• TEXTO DO EXERCÍCIO:
Brasil ultrapassa projeção de quedas

O Brasil registrou 179.922 internações hospitalares de pessoas idosas em 2024 devido a quedas acidentais, número que superou tanto o total de 2023, com 177.545 casos, quanto a projeção feita para 2025, de 150 mil internações.

O custo médio por internação foi de R$ 1.821,92, gerando um gasto total de aproximadamente R$ 328 milhões ao Sistema Único de Saúde (SUS).

Apesar de serem eventos considerados evitáveis, os acidentes continuam crescendo acima do esperado e já superam também a previsão de gastos para o próximo ano, que era de R$ 260 milhões. As informações são do banco de dados do SIH-SUS e de estudo de Novaes (2023).

Ao longo do ano de 2024, 13.385 mortes resultaram de episódios de quedas em pessoas idosas.  Em 2023, o número de óbitos foi ainda maior: 16.385.

Idosos são os mais afetados por quedas

Segundo a fisioterapeuta e professora  Drª. Karina Gramani-Say , docente do Departamento de Gerontologia da UFSCar e coordenadora do Laboratório de Estudo da Dor e Funcionalidade no Envelhecimento, as principais causas das quedas incluem desequilíbrio postural, fraqueza muscular, tonturas, ambientes inseguros e o próprio medo de cair.

" Estima-se que 30% dos adultos acima de 65 anos sofrem quedas, associadas ou não a desfechos negativos, que podem trazer consequências leves, como escoriações, isolamento social, perda da autonomia ou graves, como fraturas (fêmur, punho/rádio e coluna), traumas crânioencefálico, seguidas de hospitalizações e até mesmo óbito ", destaca a professora.

A pesquisadora afirma que tecnologias como os sensores de queda são especialmente úteis para pessoas idosas com demência ou que moram sozinhas . “A impossibilidade de levantar do chão, ou demora no socorro dos idosos que não conseguem se levantar está ligada ao bom prognóstico de reabilitação pós-quedas”, diz.

(Itens armazenados)
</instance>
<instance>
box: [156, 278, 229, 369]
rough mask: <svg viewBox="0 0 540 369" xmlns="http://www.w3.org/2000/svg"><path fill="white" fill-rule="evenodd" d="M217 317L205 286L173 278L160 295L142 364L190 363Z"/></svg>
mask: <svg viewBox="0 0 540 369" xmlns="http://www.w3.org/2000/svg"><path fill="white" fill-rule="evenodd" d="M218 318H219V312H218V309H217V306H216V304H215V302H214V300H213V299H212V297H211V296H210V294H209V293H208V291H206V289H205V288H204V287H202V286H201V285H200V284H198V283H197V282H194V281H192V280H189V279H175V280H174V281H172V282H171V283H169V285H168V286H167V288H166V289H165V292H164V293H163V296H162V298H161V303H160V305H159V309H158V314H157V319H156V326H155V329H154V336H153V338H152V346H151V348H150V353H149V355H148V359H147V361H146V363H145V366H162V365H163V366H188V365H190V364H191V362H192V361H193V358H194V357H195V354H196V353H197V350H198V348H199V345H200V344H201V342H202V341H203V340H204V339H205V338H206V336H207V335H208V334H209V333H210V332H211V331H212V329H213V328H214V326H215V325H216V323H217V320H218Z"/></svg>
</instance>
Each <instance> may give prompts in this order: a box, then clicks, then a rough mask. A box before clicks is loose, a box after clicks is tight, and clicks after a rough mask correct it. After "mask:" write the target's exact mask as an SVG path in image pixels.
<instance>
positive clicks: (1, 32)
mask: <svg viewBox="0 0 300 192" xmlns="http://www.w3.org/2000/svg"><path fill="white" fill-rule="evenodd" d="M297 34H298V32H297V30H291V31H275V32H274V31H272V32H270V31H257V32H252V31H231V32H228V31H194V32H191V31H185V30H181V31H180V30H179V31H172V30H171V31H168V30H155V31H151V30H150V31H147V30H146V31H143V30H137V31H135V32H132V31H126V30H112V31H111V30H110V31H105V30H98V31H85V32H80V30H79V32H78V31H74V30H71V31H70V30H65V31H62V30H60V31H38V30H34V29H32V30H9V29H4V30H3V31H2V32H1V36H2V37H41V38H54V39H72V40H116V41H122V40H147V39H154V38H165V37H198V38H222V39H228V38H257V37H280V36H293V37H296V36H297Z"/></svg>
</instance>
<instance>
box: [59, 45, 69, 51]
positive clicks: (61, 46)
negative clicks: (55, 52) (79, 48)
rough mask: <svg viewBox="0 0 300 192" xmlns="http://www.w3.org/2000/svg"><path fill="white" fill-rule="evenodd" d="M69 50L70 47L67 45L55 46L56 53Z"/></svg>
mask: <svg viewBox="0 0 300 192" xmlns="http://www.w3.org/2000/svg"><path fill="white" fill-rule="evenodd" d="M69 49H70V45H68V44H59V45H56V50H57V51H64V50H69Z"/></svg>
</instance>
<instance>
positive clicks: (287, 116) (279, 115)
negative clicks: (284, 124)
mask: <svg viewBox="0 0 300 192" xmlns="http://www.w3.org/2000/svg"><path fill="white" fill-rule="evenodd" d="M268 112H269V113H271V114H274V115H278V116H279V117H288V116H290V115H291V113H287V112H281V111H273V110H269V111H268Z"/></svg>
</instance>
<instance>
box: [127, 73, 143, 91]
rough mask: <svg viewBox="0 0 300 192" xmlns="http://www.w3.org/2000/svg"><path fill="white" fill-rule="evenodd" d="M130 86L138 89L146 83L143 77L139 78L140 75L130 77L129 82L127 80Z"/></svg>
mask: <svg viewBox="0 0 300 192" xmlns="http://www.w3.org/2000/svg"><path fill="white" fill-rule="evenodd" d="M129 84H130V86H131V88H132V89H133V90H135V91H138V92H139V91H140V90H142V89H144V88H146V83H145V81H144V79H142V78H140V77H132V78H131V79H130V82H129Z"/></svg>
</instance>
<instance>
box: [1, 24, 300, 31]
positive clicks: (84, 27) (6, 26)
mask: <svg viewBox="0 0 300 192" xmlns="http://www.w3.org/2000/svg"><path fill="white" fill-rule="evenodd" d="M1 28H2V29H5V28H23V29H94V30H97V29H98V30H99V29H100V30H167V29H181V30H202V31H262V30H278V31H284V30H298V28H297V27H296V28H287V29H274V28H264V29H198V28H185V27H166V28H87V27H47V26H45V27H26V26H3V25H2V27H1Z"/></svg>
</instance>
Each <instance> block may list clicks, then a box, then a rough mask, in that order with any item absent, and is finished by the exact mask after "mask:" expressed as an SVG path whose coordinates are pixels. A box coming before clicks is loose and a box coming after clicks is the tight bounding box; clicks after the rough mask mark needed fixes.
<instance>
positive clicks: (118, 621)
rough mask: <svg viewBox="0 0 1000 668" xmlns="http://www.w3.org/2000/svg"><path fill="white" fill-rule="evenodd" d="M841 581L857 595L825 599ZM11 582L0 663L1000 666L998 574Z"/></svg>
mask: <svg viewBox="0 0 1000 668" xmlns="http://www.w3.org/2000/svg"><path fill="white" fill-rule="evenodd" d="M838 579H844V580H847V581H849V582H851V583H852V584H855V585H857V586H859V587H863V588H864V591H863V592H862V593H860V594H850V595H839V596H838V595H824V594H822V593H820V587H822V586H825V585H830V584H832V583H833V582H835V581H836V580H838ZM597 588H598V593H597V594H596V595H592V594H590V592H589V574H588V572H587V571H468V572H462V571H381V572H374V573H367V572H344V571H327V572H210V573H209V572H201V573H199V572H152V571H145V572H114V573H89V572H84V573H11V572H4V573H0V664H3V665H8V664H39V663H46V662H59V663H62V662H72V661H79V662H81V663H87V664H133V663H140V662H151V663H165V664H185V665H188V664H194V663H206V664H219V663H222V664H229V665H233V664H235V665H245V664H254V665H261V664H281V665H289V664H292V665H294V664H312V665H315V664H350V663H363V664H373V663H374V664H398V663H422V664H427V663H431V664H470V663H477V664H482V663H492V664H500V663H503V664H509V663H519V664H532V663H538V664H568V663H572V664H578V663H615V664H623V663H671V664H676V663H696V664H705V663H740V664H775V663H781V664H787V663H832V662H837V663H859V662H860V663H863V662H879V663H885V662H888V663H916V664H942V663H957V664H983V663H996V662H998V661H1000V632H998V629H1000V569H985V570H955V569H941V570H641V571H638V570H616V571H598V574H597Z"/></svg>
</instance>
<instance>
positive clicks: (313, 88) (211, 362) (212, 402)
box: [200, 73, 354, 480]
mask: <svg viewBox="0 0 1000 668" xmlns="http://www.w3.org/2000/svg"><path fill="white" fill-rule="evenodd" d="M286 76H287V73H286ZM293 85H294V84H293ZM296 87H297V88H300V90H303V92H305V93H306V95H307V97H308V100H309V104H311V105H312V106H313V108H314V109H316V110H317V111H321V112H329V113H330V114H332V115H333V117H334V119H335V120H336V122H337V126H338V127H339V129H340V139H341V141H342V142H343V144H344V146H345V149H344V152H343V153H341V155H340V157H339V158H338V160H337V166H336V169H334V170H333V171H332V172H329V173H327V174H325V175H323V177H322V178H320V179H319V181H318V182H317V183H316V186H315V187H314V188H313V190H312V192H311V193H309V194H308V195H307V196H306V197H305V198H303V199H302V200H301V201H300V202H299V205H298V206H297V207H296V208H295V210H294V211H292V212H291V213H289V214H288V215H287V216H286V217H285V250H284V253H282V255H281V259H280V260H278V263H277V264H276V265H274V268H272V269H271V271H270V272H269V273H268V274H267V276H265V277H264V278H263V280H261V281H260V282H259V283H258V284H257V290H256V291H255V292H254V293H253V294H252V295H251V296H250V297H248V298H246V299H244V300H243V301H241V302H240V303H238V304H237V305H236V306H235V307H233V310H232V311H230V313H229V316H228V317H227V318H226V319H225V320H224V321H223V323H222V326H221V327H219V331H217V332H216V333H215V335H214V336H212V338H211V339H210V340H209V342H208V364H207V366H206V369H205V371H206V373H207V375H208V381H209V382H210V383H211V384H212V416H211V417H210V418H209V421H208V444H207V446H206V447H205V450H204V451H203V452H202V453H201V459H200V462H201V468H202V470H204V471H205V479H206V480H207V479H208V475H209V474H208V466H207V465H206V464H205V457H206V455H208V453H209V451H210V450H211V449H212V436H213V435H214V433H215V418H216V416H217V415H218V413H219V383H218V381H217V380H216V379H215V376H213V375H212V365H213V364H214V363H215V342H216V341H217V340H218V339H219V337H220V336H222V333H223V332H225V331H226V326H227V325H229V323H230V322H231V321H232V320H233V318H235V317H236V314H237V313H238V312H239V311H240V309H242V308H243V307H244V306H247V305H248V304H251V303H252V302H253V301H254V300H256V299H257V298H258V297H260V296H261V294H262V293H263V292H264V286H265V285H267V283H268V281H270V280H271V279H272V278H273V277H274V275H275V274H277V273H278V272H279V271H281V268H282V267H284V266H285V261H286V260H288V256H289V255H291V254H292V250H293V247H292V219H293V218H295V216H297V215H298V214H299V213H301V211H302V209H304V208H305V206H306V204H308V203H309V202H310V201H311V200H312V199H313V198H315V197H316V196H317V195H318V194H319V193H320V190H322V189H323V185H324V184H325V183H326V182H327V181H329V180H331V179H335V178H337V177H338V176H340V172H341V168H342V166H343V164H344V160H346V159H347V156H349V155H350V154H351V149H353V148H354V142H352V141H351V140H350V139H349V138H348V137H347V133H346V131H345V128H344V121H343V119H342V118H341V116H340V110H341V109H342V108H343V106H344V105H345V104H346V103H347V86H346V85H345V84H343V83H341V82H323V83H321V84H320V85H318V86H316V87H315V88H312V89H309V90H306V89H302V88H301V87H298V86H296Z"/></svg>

• SUAS INSTRUÇÕES: Imprima, sem nenhuma alteração, o trecho do texto sobre quedas de idosos que vai de "Segundo a fisioterapeuta" até "medo de cair.", inclusive. Os itens não têm nenhuma função nesta atividade.

• ÁREA DE RESPOSTA:
Segundo a fisioterapeuta e professora  Drª. Karina Gramani-Say , docente do Departamento de Gerontologia da UFSCar e coordenadora do Laboratório de Estudo da Dor e Funcionalidade no Envelhecimento, as principais causas das quedas incluem desequilíbrio postural, fraqueza muscular, tonturas, ambientes inseguros e o próprio medo de cair.